WHAT THIS TASK INVOLVES >> Put the data running from the line that contains "Can you spot the eyeglasses?" through the line that contains "x=36, y=577", both ends included, into a numbered list with blank lines left out. Use only those lines.
--- DATA ---
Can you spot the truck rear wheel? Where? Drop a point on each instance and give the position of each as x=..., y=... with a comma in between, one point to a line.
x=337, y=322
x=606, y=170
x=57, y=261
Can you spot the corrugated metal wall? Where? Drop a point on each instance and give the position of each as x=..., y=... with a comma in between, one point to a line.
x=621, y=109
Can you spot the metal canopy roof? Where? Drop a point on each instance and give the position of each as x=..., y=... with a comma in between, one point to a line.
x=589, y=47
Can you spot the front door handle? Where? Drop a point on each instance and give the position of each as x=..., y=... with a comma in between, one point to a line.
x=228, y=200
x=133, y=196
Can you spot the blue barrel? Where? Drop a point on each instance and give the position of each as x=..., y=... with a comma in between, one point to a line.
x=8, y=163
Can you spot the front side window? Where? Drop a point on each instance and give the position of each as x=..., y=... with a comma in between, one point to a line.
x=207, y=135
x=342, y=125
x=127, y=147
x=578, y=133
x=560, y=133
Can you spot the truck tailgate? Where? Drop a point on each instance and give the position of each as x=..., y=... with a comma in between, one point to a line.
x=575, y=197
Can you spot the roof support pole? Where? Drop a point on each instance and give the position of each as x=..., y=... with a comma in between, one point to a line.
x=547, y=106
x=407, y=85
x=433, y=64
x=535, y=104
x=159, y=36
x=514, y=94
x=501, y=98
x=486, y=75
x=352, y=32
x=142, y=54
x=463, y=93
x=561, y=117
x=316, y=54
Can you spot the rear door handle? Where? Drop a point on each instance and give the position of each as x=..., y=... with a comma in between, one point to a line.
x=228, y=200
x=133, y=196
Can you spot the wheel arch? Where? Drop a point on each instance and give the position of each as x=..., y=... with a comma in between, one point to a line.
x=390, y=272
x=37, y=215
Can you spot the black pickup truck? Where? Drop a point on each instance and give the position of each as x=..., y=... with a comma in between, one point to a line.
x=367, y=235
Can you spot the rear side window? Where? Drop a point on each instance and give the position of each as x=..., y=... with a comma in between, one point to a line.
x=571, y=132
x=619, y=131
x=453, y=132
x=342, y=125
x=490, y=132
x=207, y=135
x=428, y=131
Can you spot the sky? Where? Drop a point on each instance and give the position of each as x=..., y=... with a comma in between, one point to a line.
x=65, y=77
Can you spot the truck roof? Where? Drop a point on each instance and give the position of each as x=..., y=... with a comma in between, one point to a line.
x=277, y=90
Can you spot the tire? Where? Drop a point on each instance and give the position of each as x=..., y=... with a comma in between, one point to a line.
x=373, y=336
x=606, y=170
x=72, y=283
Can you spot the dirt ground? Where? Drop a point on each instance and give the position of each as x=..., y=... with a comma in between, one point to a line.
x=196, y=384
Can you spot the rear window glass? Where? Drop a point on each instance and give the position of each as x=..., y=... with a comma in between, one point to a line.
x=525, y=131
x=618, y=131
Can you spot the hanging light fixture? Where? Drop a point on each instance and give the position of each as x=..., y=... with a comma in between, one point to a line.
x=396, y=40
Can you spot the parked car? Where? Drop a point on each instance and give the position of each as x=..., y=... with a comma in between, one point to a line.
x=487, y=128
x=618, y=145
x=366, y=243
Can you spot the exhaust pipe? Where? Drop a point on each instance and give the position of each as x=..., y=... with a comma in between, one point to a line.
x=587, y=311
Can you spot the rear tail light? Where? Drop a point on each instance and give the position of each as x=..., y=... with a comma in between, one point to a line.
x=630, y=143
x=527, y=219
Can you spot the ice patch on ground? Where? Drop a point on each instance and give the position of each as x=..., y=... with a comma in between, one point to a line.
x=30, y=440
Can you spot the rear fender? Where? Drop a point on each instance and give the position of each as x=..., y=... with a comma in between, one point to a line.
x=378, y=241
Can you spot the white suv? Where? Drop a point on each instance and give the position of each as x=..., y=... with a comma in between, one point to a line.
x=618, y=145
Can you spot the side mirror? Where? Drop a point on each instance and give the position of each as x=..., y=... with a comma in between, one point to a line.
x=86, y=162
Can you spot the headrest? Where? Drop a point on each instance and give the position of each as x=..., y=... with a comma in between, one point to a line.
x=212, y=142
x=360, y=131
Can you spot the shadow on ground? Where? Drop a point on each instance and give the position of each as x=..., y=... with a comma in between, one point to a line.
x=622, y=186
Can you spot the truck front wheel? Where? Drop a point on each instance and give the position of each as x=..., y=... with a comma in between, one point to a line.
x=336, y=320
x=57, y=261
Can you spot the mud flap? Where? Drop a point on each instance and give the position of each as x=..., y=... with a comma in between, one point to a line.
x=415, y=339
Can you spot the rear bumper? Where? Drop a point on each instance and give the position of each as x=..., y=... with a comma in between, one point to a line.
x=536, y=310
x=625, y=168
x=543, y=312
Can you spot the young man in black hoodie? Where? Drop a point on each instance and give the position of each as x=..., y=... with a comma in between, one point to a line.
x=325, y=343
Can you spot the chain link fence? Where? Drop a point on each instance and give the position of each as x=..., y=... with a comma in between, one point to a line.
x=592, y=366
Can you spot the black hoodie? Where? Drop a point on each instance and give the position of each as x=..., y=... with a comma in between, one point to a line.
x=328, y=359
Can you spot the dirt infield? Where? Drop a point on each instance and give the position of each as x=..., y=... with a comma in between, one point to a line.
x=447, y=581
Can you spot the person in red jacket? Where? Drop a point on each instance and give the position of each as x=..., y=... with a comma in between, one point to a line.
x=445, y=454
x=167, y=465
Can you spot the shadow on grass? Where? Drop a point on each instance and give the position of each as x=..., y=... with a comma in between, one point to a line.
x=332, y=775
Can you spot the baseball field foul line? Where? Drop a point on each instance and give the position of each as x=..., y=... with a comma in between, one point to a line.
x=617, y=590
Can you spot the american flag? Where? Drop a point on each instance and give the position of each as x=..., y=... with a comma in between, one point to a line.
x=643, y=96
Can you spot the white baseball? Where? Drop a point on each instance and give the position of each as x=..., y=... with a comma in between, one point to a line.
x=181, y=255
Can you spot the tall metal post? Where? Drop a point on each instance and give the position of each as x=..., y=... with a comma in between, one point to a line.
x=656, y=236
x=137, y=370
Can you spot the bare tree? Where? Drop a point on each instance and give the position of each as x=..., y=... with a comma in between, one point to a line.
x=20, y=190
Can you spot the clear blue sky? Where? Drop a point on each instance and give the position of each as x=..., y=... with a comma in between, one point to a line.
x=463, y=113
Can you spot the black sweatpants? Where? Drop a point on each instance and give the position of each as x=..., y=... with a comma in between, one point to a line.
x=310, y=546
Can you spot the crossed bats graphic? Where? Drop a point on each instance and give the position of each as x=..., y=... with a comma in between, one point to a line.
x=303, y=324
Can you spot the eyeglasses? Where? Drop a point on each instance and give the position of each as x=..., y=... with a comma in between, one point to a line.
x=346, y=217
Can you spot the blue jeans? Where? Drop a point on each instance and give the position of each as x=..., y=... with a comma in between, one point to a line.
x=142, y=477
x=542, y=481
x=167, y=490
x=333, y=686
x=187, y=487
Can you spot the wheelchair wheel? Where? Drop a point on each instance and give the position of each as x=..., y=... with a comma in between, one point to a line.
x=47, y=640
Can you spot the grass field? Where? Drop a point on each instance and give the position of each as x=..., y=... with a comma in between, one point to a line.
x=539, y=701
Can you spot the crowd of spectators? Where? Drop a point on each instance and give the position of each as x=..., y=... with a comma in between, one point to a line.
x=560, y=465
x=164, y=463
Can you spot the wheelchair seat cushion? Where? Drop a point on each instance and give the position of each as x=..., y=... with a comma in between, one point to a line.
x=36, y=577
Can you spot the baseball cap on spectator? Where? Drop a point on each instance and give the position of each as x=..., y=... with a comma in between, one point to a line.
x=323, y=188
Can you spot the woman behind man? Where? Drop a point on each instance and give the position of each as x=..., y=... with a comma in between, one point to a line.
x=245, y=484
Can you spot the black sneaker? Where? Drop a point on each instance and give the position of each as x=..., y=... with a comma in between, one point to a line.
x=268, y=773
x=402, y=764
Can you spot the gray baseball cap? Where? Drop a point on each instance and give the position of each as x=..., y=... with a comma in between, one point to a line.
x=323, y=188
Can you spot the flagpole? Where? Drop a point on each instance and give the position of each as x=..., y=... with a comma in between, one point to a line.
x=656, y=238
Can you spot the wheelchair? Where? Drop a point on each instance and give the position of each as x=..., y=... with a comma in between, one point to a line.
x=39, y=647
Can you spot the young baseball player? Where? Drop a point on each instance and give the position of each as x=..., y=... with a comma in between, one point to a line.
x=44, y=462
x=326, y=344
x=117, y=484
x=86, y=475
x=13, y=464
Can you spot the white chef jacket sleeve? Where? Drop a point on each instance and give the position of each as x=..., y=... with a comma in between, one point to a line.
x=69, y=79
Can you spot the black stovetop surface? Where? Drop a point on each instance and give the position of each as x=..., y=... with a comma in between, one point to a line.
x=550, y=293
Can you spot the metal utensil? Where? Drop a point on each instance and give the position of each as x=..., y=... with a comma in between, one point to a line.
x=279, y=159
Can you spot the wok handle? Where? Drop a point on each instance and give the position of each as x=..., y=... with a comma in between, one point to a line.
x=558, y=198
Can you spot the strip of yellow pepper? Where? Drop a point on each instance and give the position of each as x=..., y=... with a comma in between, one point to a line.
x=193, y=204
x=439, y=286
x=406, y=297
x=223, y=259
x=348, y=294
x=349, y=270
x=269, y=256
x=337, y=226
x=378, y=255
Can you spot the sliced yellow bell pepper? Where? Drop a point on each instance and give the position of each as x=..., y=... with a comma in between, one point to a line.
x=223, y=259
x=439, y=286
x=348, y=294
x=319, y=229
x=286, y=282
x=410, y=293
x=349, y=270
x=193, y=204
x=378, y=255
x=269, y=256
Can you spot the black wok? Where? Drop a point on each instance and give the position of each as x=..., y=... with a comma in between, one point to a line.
---
RESPONSE TO THIS EXERCISE >>
1. Can you spot the eyeglasses? Where? Drop a point on each instance and give the position of each as x=..., y=... with a comma in between, one point to a line.
2. x=346, y=217
3. Can you spot the blue jeans? Where? Drop a point on each instance and give the position of each as x=..., y=... with a comma in between, one point to a line.
4. x=142, y=477
5. x=542, y=481
6. x=167, y=490
7. x=333, y=686
8. x=187, y=487
9. Can you spot the wheelchair wheel? Where? Drop a point on each instance and give the position of each as x=..., y=... with a comma in between, one point to a line.
10. x=47, y=640
11. Can you spot the grass field? Where? Drop a point on each instance and give the position of each as x=..., y=... with a comma in between, one point to a line.
12. x=539, y=701
13. Can you spot the crowd of spectators? Where? Drop a point on each instance and give the position of each as x=..., y=... with a comma in between, one point to a line.
14. x=560, y=465
15. x=164, y=463
16. Can you spot the wheelchair seat cushion? Where? Drop a point on each instance and give the position of each as x=..., y=... with a comma in between, one point to a line.
17. x=36, y=577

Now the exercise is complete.